+++ TASK INPUT

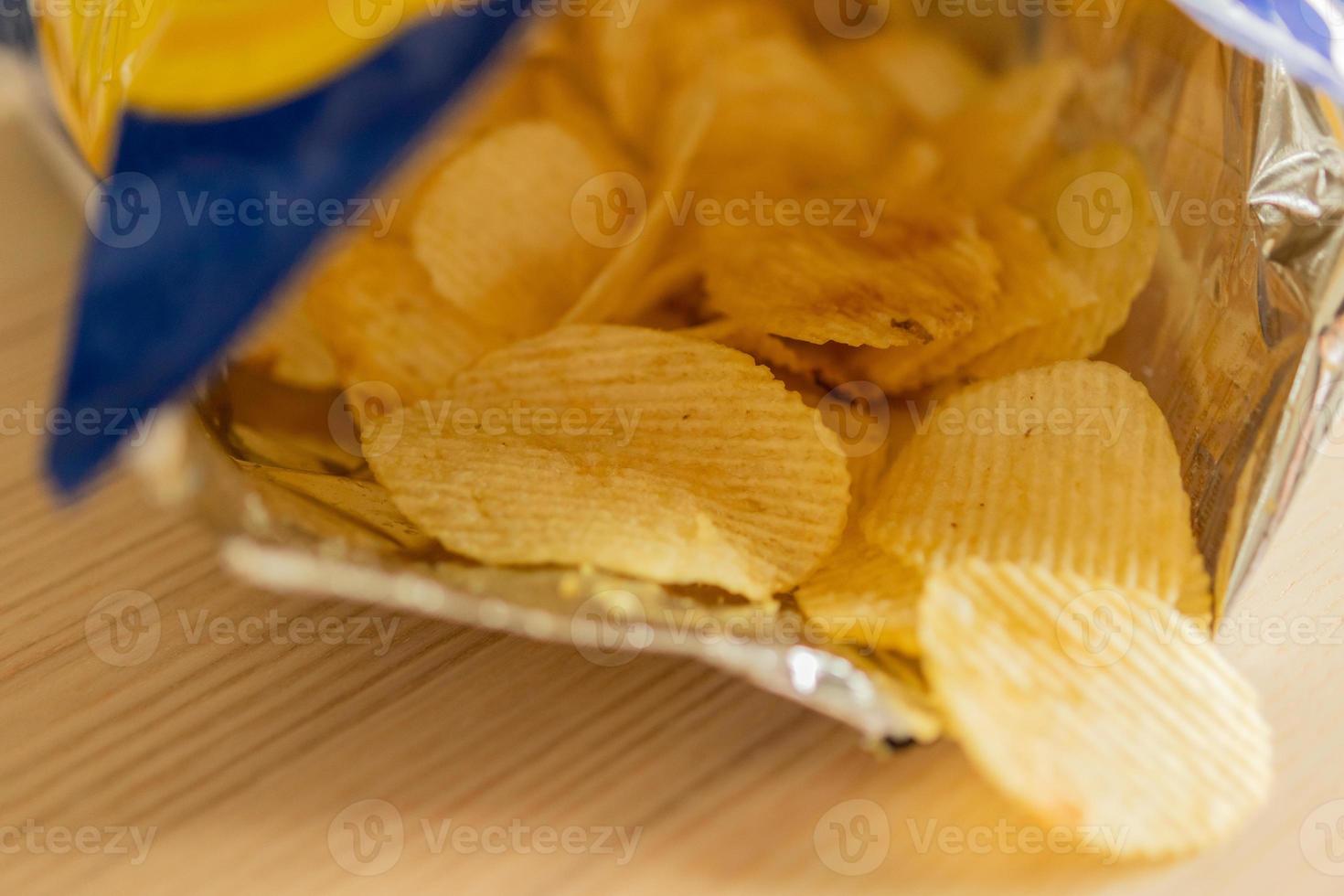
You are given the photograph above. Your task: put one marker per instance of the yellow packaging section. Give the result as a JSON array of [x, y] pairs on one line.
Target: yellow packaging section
[[202, 58]]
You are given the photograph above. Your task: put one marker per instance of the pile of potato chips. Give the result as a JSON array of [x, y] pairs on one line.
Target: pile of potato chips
[[660, 286]]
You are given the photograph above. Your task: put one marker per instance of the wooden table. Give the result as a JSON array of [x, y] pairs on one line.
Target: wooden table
[[511, 766]]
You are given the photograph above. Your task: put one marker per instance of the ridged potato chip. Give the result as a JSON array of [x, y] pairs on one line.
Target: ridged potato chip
[[864, 595], [291, 349], [1072, 466], [640, 62], [992, 143], [923, 77], [496, 228], [914, 280], [651, 454], [1097, 211], [1035, 288], [774, 91], [1097, 709], [386, 323], [769, 349]]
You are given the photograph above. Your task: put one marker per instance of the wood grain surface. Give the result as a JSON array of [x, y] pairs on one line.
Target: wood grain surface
[[242, 752]]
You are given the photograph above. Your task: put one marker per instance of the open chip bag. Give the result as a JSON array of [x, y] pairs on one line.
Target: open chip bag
[[941, 368]]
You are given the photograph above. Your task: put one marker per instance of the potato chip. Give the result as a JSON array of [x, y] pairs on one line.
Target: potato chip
[[769, 349], [1072, 466], [909, 278], [643, 57], [337, 507], [386, 324], [1097, 211], [1035, 288], [923, 77], [496, 229], [614, 293], [864, 595], [643, 453], [992, 143], [1098, 709]]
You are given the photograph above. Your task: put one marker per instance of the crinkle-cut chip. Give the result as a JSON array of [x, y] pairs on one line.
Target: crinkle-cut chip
[[923, 77], [775, 93], [385, 323], [1097, 709], [669, 295], [1077, 336], [640, 59], [357, 511], [1035, 288], [1098, 212], [864, 595], [905, 278], [649, 454], [912, 168], [992, 143], [496, 229], [291, 349], [769, 349], [1072, 466], [614, 295]]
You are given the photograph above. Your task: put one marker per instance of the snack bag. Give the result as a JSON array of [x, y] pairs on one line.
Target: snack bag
[[944, 372]]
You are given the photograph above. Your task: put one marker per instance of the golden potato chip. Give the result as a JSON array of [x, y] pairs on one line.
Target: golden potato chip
[[496, 229], [643, 453], [614, 295], [1035, 288], [925, 77], [386, 323], [291, 351], [644, 55], [774, 91], [902, 278], [864, 595], [1097, 709], [992, 143], [355, 511], [1072, 466], [769, 349], [1097, 211], [1077, 336]]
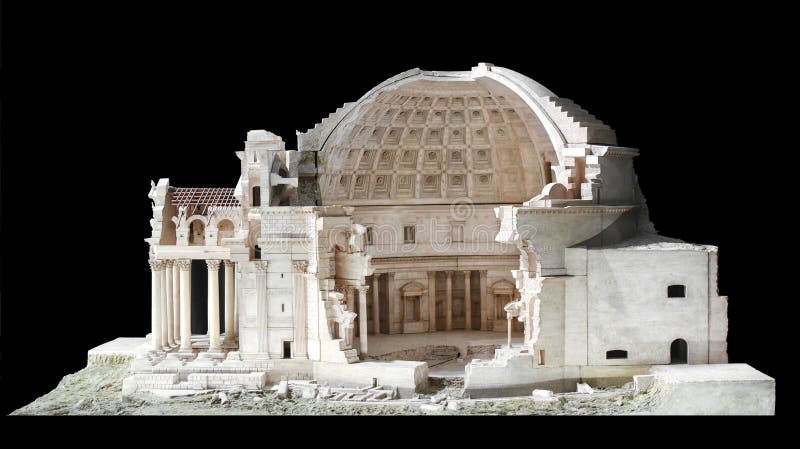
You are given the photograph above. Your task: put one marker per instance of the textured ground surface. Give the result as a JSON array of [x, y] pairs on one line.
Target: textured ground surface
[[96, 390]]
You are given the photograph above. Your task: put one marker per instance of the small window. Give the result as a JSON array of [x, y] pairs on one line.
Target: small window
[[676, 291], [409, 234], [457, 232], [616, 354]]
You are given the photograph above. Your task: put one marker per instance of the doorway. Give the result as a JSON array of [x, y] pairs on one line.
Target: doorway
[[678, 352]]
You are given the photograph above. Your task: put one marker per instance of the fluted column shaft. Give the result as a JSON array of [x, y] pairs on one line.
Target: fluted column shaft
[[300, 349], [213, 305], [184, 267], [156, 268], [391, 294], [467, 302], [448, 313], [176, 302], [230, 304], [170, 324], [362, 323], [431, 301], [484, 302], [376, 301]]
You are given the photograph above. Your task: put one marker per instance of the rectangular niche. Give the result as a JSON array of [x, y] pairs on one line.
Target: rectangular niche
[[431, 159], [456, 185], [457, 102], [457, 136], [408, 159], [367, 160], [419, 117], [412, 137], [405, 186], [381, 187], [360, 189], [456, 158], [481, 158], [431, 186], [375, 137], [386, 160], [480, 136], [393, 136], [476, 117], [457, 117], [387, 116], [436, 117], [434, 137]]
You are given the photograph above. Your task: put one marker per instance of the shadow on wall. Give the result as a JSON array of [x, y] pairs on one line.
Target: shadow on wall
[[200, 297]]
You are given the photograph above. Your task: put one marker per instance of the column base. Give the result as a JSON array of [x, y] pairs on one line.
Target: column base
[[211, 354]]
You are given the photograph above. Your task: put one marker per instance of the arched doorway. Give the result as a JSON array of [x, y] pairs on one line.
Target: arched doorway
[[197, 233], [224, 230], [678, 352]]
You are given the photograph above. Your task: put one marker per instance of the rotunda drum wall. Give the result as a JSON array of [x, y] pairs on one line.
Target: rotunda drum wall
[[433, 142]]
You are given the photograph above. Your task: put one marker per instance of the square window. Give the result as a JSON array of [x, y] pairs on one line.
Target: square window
[[409, 234]]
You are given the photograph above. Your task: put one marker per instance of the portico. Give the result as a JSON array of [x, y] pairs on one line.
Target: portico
[[171, 311]]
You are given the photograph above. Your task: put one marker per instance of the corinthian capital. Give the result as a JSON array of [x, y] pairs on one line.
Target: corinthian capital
[[262, 265], [300, 266]]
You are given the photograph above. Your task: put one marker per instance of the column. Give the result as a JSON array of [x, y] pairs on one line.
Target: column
[[184, 266], [168, 265], [230, 266], [262, 309], [362, 323], [176, 302], [390, 295], [431, 301], [213, 305], [376, 301], [484, 303], [467, 302], [235, 306], [448, 304], [508, 319], [156, 267], [164, 323], [300, 349]]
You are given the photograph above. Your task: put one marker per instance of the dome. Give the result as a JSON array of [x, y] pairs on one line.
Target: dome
[[436, 137]]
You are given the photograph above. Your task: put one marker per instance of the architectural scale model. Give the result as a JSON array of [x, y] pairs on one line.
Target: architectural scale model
[[446, 225]]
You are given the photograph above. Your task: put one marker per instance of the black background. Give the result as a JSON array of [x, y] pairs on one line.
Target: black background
[[98, 102]]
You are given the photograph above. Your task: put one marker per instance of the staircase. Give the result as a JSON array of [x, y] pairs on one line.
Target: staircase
[[577, 124]]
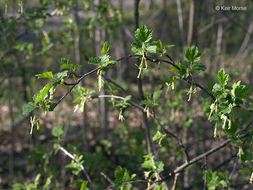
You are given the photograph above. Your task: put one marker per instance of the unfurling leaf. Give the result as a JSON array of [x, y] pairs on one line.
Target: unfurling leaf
[[106, 48]]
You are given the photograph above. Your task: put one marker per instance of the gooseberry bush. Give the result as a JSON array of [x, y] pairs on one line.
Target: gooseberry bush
[[226, 105]]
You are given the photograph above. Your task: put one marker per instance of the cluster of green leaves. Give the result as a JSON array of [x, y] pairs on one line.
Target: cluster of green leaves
[[103, 63], [122, 105], [43, 99], [229, 100], [152, 167], [123, 179], [84, 95], [216, 179], [151, 103]]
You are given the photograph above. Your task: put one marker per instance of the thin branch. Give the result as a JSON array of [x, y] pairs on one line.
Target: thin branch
[[76, 160], [77, 82], [175, 181], [188, 80], [108, 179]]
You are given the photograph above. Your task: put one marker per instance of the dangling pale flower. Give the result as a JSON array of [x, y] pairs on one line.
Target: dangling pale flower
[[212, 108], [224, 117], [215, 132], [251, 178]]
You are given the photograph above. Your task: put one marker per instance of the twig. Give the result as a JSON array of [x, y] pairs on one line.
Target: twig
[[76, 160], [188, 80], [175, 181], [108, 179]]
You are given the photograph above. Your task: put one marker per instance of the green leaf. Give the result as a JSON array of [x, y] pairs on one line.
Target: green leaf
[[150, 48], [159, 166], [137, 48], [57, 130], [198, 67], [160, 187], [158, 136], [84, 185], [122, 176], [29, 107], [219, 91], [158, 44], [48, 75], [42, 94], [157, 95], [148, 164], [168, 47], [94, 60], [106, 48], [66, 66], [240, 91], [60, 75], [192, 54], [143, 34], [222, 77], [64, 61]]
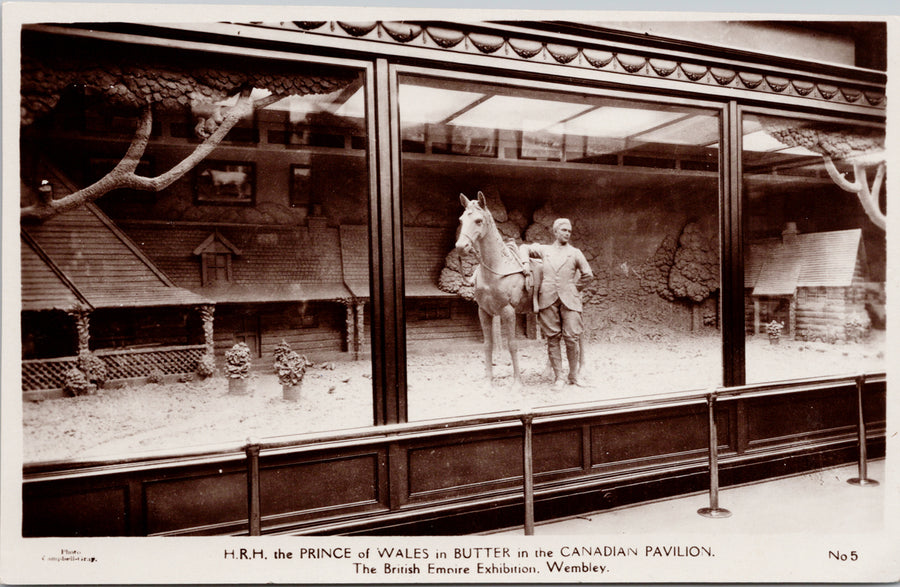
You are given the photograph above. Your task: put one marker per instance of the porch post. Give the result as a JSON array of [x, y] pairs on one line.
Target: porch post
[[206, 314], [350, 324], [82, 317], [360, 327]]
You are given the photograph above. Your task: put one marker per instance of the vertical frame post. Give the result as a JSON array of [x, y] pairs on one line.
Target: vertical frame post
[[731, 232]]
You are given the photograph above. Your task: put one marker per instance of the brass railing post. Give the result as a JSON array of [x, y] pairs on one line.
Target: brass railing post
[[528, 462], [861, 431], [713, 511], [253, 508]]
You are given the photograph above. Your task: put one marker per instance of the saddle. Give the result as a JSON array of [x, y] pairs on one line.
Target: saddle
[[533, 271]]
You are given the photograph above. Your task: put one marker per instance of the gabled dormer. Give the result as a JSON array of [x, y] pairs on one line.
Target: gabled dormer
[[216, 255]]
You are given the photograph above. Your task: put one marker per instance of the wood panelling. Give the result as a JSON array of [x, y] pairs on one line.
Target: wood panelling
[[426, 483], [94, 512], [297, 487], [665, 434], [464, 464], [800, 415], [558, 451], [190, 502]]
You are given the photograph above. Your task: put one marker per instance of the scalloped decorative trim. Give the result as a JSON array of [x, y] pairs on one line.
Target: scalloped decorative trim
[[358, 29], [630, 64], [402, 32]]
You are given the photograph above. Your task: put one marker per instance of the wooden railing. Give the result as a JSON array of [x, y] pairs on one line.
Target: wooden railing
[[246, 455], [49, 374]]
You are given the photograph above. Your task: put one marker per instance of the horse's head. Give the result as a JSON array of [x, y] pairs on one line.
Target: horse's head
[[473, 224]]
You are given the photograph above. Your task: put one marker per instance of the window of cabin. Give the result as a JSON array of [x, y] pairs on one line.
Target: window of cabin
[[216, 268]]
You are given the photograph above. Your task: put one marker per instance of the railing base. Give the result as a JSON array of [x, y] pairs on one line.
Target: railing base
[[714, 513], [862, 482]]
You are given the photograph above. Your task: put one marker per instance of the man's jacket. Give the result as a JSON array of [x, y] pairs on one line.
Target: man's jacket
[[563, 268]]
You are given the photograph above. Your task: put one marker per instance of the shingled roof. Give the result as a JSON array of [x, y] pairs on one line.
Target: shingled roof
[[44, 286], [99, 264], [289, 263], [820, 259], [274, 264]]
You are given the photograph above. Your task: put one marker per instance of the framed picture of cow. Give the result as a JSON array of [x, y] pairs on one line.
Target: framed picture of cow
[[225, 182]]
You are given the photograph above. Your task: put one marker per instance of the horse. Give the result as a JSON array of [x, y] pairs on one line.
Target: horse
[[501, 287]]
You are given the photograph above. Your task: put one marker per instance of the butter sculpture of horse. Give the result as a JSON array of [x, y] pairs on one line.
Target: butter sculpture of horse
[[500, 280]]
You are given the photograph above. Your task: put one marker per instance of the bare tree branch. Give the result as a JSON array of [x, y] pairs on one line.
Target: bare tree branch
[[860, 186], [123, 174]]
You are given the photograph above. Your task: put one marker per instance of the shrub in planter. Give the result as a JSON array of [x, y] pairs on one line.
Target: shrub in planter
[[93, 368], [237, 367], [155, 376], [290, 369], [857, 328], [77, 383], [773, 329], [206, 366]]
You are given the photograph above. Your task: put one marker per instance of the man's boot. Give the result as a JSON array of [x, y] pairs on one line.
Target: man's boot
[[555, 353], [573, 354]]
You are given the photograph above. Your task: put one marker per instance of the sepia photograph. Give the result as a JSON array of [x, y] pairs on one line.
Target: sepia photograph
[[395, 296]]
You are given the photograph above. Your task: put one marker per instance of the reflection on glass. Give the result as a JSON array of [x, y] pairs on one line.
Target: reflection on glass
[[639, 183], [815, 254], [257, 250]]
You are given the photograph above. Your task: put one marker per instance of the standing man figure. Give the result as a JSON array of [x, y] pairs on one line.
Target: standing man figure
[[565, 273]]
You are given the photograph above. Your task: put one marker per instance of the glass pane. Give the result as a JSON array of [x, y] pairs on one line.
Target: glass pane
[[260, 241], [814, 254], [638, 183]]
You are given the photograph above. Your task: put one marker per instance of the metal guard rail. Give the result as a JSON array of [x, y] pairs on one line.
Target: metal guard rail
[[252, 448]]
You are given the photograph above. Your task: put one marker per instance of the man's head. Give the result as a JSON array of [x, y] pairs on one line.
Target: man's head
[[562, 230]]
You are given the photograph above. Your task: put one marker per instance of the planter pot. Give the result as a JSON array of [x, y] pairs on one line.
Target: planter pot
[[237, 386], [291, 393]]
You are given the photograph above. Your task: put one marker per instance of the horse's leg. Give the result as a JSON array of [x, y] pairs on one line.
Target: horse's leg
[[487, 328], [508, 320]]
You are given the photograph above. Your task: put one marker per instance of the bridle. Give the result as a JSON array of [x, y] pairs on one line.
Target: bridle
[[477, 249]]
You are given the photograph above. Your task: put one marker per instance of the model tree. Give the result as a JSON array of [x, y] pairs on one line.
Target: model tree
[[686, 268], [695, 270], [217, 98], [861, 148]]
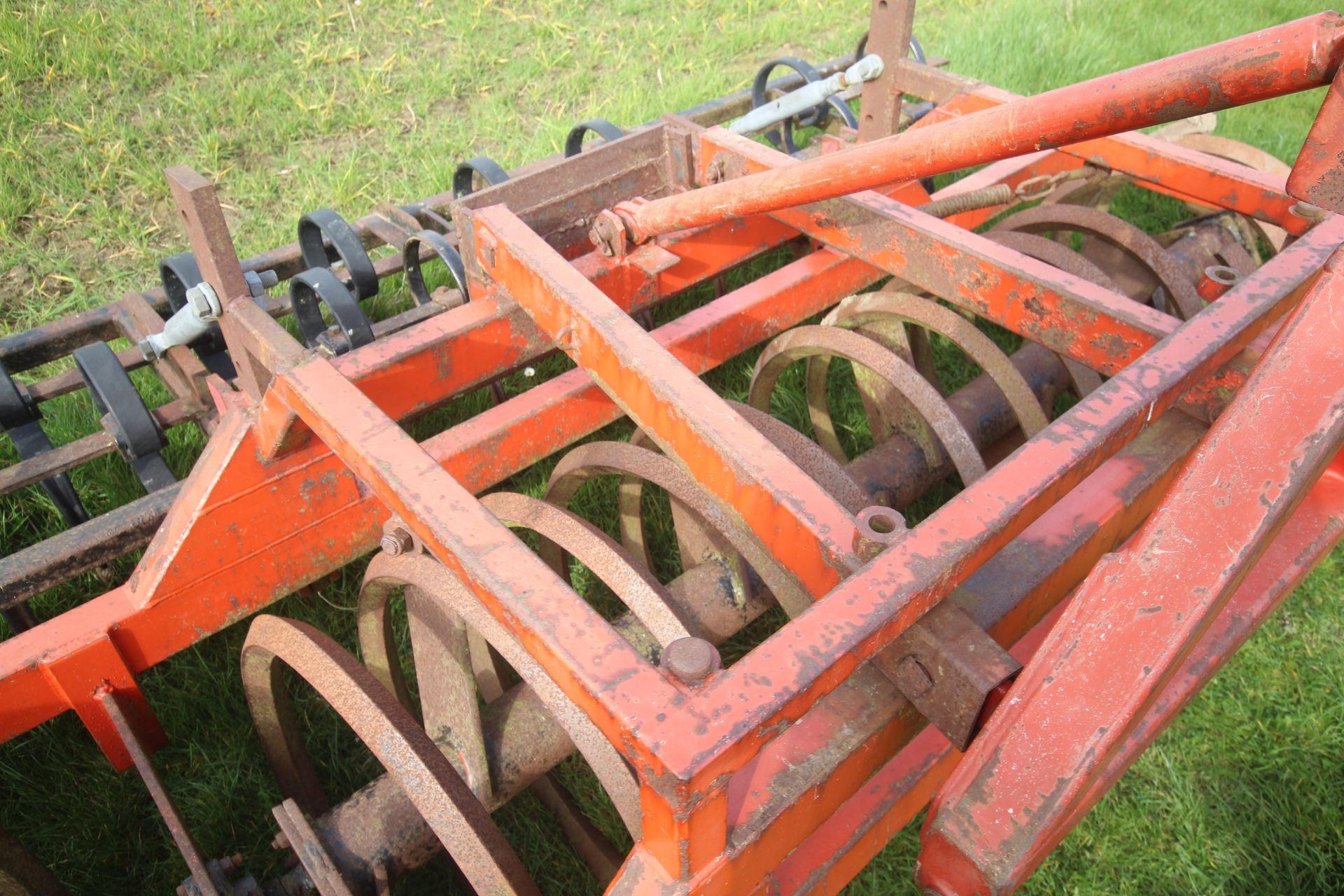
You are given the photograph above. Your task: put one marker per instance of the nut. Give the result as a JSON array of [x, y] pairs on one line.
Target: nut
[[913, 679], [398, 542], [204, 301]]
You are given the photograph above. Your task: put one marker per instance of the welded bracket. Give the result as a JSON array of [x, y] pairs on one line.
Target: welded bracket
[[1317, 176], [946, 666]]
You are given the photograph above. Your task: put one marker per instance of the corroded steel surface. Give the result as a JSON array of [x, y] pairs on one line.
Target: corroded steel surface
[[785, 767]]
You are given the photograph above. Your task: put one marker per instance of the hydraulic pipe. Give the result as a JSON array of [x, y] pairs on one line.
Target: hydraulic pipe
[[1278, 61]]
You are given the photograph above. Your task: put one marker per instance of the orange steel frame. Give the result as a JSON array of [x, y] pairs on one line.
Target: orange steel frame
[[308, 463]]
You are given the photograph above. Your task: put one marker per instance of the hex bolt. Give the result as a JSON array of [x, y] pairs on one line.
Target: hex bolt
[[260, 281], [691, 660], [875, 528], [397, 542], [913, 679]]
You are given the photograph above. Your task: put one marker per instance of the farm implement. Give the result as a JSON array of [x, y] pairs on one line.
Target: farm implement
[[840, 589]]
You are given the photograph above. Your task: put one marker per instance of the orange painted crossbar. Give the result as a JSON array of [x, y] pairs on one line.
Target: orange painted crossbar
[[1297, 55]]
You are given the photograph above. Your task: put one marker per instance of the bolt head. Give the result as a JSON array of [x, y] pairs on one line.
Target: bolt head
[[691, 660], [397, 542]]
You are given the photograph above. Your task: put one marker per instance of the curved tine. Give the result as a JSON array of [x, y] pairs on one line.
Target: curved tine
[[1252, 158], [448, 707], [564, 532], [441, 584], [487, 666], [809, 457], [962, 333], [605, 458], [396, 739], [812, 342], [277, 729], [1120, 234]]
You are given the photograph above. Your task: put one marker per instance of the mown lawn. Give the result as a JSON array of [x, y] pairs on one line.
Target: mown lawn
[[292, 105]]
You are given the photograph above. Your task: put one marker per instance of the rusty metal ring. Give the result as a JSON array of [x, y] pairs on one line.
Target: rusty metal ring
[[864, 308], [1119, 232], [600, 127], [429, 780], [907, 384], [565, 532], [428, 575], [691, 530], [1054, 254], [616, 458]]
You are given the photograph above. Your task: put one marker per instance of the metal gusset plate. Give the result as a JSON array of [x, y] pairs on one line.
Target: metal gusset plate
[[816, 117], [319, 286], [326, 238], [488, 169], [179, 273], [125, 415], [600, 127]]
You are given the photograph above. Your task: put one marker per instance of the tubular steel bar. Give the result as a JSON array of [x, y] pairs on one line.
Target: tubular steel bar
[[1138, 617], [1297, 55], [799, 522]]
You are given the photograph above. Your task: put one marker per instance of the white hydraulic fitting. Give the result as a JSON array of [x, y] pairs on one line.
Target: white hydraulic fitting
[[806, 97], [188, 324]]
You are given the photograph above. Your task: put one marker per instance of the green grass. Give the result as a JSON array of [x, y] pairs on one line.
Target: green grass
[[293, 105]]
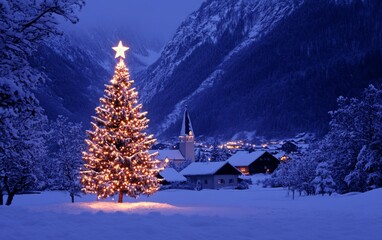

++++++

**INSTRUCTIONS TO FOLLOW**
Filter the records above and copy out every line that contains the string "packaging". Case counts, so a line matches only if the capitals match too.

**EXERCISE RESPONSE**
You are given the photograph above. Your task: put one marker per instance of the yellow packaging section. Give the result as a JSON array of [x, y] pairs on one line.
Target: yellow packaging section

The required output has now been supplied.